◆ WRITTEN INSTRUCTION
Repeat each line of the material exactly.
-- START RECORDS FOR THE EXERCISE --
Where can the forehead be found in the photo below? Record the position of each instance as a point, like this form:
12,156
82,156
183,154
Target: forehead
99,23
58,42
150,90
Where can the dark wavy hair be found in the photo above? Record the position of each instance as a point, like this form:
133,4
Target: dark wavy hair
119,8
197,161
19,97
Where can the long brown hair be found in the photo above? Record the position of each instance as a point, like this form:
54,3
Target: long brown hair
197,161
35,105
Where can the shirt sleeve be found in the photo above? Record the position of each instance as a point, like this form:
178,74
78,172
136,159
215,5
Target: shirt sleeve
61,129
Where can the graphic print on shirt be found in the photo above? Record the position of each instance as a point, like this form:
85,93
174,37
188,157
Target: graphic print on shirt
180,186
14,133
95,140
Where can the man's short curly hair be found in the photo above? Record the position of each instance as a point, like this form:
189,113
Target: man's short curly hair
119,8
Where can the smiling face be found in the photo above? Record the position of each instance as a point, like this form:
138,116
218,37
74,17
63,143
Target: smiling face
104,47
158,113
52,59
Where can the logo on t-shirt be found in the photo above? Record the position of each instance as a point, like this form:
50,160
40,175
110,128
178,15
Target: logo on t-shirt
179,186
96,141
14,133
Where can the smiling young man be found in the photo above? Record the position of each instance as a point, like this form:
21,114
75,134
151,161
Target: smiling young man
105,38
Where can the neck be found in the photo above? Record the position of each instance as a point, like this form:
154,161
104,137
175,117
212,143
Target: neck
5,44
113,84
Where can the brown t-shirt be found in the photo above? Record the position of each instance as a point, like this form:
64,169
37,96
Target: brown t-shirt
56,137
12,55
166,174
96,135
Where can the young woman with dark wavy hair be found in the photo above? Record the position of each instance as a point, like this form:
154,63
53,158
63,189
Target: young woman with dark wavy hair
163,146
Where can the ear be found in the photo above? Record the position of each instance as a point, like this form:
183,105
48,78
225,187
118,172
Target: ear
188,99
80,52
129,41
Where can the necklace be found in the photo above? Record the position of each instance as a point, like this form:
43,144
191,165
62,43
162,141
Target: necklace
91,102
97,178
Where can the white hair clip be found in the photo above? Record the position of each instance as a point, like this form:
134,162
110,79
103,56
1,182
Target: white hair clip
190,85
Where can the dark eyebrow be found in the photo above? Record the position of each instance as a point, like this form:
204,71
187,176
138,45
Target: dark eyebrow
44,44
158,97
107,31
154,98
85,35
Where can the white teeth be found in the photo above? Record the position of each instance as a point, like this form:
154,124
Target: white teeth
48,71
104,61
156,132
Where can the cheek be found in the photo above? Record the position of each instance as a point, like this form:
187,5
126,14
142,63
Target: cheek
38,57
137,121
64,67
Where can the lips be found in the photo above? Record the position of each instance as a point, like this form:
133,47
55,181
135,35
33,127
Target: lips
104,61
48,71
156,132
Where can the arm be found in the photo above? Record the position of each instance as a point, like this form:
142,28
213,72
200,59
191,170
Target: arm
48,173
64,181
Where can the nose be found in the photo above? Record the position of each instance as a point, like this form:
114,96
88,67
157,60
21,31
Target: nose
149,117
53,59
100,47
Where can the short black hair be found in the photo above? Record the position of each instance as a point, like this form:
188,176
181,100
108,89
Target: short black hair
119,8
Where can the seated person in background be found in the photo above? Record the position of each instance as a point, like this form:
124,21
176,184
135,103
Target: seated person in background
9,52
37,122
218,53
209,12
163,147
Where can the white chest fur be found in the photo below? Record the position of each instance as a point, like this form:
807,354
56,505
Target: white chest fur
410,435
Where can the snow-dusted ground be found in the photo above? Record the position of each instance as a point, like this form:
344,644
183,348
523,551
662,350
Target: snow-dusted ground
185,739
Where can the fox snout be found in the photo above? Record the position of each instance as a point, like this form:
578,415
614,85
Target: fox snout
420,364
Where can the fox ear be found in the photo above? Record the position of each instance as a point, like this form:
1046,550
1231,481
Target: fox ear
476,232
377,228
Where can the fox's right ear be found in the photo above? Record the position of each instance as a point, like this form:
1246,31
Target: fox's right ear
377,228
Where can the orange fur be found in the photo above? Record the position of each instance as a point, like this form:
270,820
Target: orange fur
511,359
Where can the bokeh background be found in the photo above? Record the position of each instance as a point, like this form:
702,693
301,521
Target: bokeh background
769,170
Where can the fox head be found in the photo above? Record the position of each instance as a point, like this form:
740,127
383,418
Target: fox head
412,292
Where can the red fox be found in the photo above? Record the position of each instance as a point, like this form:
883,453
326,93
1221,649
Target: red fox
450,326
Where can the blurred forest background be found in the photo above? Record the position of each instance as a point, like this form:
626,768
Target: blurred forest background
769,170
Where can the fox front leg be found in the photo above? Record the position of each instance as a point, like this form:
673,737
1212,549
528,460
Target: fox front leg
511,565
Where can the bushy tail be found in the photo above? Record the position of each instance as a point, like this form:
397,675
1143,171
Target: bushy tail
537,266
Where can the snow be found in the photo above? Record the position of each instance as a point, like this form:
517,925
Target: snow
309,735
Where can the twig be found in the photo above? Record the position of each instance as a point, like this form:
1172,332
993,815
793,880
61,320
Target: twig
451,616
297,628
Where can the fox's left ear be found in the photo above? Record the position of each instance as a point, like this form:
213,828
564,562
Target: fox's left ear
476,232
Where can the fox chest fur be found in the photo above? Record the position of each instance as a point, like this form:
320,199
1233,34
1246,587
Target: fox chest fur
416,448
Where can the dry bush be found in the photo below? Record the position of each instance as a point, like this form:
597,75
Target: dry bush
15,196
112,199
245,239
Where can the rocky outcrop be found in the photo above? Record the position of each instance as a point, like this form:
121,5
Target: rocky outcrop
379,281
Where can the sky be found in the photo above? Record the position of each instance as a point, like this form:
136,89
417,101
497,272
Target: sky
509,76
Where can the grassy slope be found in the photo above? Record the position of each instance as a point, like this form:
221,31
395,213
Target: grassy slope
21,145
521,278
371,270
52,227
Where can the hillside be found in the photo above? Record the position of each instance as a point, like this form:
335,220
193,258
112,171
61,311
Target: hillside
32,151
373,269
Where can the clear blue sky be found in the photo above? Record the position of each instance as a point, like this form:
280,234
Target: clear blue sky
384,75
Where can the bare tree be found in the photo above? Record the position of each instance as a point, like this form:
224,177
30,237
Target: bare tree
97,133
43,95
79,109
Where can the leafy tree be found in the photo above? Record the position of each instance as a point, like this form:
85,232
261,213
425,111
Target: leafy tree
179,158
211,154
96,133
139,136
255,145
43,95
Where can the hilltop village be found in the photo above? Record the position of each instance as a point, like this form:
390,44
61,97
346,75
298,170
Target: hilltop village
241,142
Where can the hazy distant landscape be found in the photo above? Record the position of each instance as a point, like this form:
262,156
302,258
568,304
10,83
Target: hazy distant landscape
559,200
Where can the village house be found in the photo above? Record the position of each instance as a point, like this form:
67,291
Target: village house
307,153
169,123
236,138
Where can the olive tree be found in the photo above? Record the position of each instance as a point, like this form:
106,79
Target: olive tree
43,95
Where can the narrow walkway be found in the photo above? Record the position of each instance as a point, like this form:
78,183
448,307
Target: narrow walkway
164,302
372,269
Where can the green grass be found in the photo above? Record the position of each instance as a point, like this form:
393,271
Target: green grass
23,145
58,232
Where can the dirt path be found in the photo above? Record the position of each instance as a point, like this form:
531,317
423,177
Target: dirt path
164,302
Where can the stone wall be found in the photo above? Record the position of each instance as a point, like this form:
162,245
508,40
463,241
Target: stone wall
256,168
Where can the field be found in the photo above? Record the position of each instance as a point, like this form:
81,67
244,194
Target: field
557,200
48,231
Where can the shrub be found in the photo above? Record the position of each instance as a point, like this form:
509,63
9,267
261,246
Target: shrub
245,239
-- END RECORDS FOR THE EXERCISE --
◆ FINISHED ANSWER
Where can the forehead be found in the photo below? Record the position of each instance as a point, like this form:
12,156
82,156
183,154
Target: forehead
99,23
58,42
150,90
Where can the dark wavy hair be found in the photo above? Record the position of each instance as a point, like this form:
133,4
Target: dark wavy hair
119,8
197,161
19,97
Where can the long brown hair be found in the photo above? Record the position of each instance as a point, like this form:
54,3
Target: long brown hair
197,161
35,105
Where can the shirt sleeve be found in the photo above? Record the position of each instance as a point, like this form:
178,74
78,172
136,159
215,5
Target: shirt sleeve
61,129
Where can the graphic print on shirt be found in the photo above? Record the position of each instance as a point, like this form:
85,93
174,37
188,157
Target: graphic print on shirt
180,186
14,133
95,140
Where can the man's short curly hair be found in the photo above? Record the position of each instance as a point, like this form:
189,113
Target: man's short curly hair
119,8
Where can the smiling face be found in the photo above? Record the position of each instance as a point, like this form:
138,116
218,37
74,17
63,143
Target: smiling face
104,47
158,113
52,59
Where can the logo on t-shirt be found in the photo above? Record the position of each instance as a point, like this form:
50,160
40,175
110,128
178,15
Target: logo on t-shirt
179,186
96,141
14,133
Where can the smiling young man be found in the photo above? Record the position of each instance as a point, like this form:
21,114
75,134
151,161
Target: smiling young man
105,38
Where can the neck be found in the photo above? Record the position of each instance as a point, like this form:
154,161
104,137
175,117
212,143
Target: neck
5,44
113,84
Where can the brown t-shirt be found in the photo above? Record the position of each instance as a point, like this form:
64,169
37,96
Target: brown t-shirt
56,137
12,55
166,174
96,135
Where can the young woman with dark wavy hair be found in the photo above? Record the position of each instance as a point, like this form:
154,63
53,158
63,189
Target: young woman with dark wavy hair
163,146
Where can the ear be found in the photo above? Record the position of each instance as a point, like this form:
183,105
48,78
225,187
118,172
Target: ear
188,99
80,52
129,41
Where can the necklace be found in the photo above? Record the position of each instance as a point, like this form:
43,144
191,165
62,43
162,141
Target: necklace
91,102
97,178
Where can the white hair clip be found in the photo above? Record the position of each instance as a point, like this form:
134,162
110,79
103,56
1,182
Target: white hair clip
190,85
Where can the dark eyebrow be found in the photo above? Record the position of each instance as a point, like this form:
204,71
187,176
138,45
Target: dark eyebrow
44,44
158,97
107,31
154,98
85,35
Where can the white teeth be found in the photo above? Record the position of each instance as a point, like this form:
154,124
Target: white teeth
48,71
104,61
156,132
Where can the cheek be found in the photo above? Record the position of each instance as a point, like this form:
187,5
126,14
142,63
Target: cheek
38,57
137,121
64,67
Where can the lips be found in the photo above? Record the position of each instance as a point, like this form:
133,47
55,181
135,35
33,127
Target: lips
104,61
48,71
156,132
Where can the arm be found in the photo above? Record the position of each instance as a point, like this form:
142,28
213,72
200,59
191,170
Target: arm
48,173
64,181
Where can the nose be found in the photo above? Record the position of each instance as a point, like this form:
114,96
88,67
157,60
21,31
Target: nose
149,117
53,59
100,47
Where can the short black hair be found in the photo above? Record the position of each instance as a point, like this form:
188,176
181,100
108,89
Target: short black hair
119,8
Where can the seated person in background be found in the photo above? Record the position of each instance as a point, like this form:
124,21
176,184
135,103
Target: seated person in background
9,52
37,122
218,53
209,12
163,147
Where can the white chest fur be found in the photo below? Record the position of each instance as a point, like this form:
807,354
56,505
Target: white chest fur
410,435
Where can the snow-dusted ground be found in the photo above? Record the position of each instance as a point, like this form:
344,644
183,348
523,551
662,350
Target: snow-dusted ground
185,739
Where can the fox snout be found in the photo above? Record the position of each instance as a point, like this form:
578,415
614,85
Target: fox snout
420,364
Where can the fox ear be found in the photo above? Record the position of each instance as a point, like this form:
1046,550
1231,481
Target: fox ear
476,232
377,228
Where can the fox's right ear be found in the photo above? Record the position of each instance as a point, like this form:
1246,31
Target: fox's right ear
377,228
Where can the orange fur be found in the photo above? Record the position of each instance as a point, like this form:
270,820
Target: orange fur
511,359
Where can the bokeh background be found in the photo above? Record the position of each instance as a point, like this form:
702,693
301,521
Target: bokeh background
769,170
Where can the fox head be found in the photo above? Record the position of each instance as a point, like this form:
740,127
383,418
Target: fox head
412,292
Where can the red fox be found in the photo above? Record the position of each instance as a point, like this form:
883,453
326,93
1221,649
Target: red fox
450,326
Where can the blurred forest background be found in the photo above? Record the position of each instance as a point, like this form:
626,768
Target: blurred forest background
769,170
Where can the fox front leg be found in the photo above? Record the position of each instance as a point, like this form:
673,737
1212,549
528,460
Target: fox front leg
511,565
Where can the bushy tail be found in the photo above? Record the position of each instance as a point, like this form:
397,675
1143,171
Target: bushy tail
537,266
Where can the snow be found in the photo above? Record the position of each instance as a point, like this form:
517,925
Target: snow
309,735
Where can the twig be found in the photo above? Record the position of each instance as a point, like this form:
1172,332
993,815
793,880
61,320
Target: twig
451,616
297,628
Where can the fox's left ear be found in the photo above? Record the position of each instance as a point, like this form:
213,828
564,562
Target: fox's left ear
476,232
Where can the fox chest fur be found in the photo above? Record the position of each instance as a point, like this form:
320,199
1233,34
1246,587
Target: fox chest fur
416,448
Where can the dry bush be found in the photo below? Record the position of each instance as a point, like this form:
597,75
Target: dry bush
15,196
112,199
245,239
Where can the rocky outcrop be found in the photo above? Record the position of each instance as a point, like this form:
121,5
Target: rocky outcrop
379,281
Where can the sky be found in the photo above? Record the position of each instance as a point, like this form:
136,89
417,101
497,272
Target: sky
509,76
Where can the grassy slope be found in the photo above? Record the position of each instance as a point, like this form:
221,31
395,213
Target: grassy slope
21,145
521,278
371,270
52,227
Where can the hillside be found in the photo above? Record the position of each instance as a point, like this form:
335,220
193,258
112,171
61,311
Target: hillside
32,151
373,269
Where can the clear blue sky be found in the photo above? Record the position of each instance as a point, like this form:
280,234
Target: clear blue sky
384,75
Where can the bare tree be found in the photo above? Record the position of each instance as a point, like this form:
224,177
30,237
Target: bare tree
97,133
43,95
79,109
Where can the leafy tree be found in the photo above? Record the position of each instance as a point, like this form:
85,232
261,213
425,111
Target: leafy tree
179,158
211,154
96,133
139,136
255,145
43,95
Where can the hilltop village be found in the photo above? Record the position of each instance as a point, like this form:
390,44
61,97
346,75
298,170
Target: hilltop village
241,142
Where can the hazy distant landscape be found in the photo above? Record the position of each instance as a point, like this form:
262,156
302,258
568,304
10,83
Target: hazy distant landscape
559,200
Where can the village house be found in the photo above? Record the position of each instance as a point, like this form:
67,291
Target: village house
307,153
169,123
236,138
Where can the olive tree be found in the photo above? Record the position of each instance as a point, like this form:
106,79
Target: olive tree
43,95
Where can the narrow walkway be found in the photo above? Record the position of each instance as a point, like this form:
78,183
448,307
Target: narrow walkway
164,302
372,269
Where can the green grass be found in the photo above? Record the position of each instance as a point, like this form:
393,271
Target: green grass
23,145
58,232
Where can the dirt path be found in the photo above? Record the position of each instance as a point, like this form:
531,317
423,177
Target: dirt path
164,302
Where can the stone wall be found in the photo above? Record the position of each instance as a point, like this form:
162,245
508,40
463,241
Target: stone wall
256,168
Where can the field be found in the photo above? Record the position of each instance as a point, like this form:
81,67
244,194
Target: field
557,200
48,231
Where can the shrub be found in the photo above? Record the position of each instance as a point, like this form:
509,63
9,267
261,246
Target: shrub
245,239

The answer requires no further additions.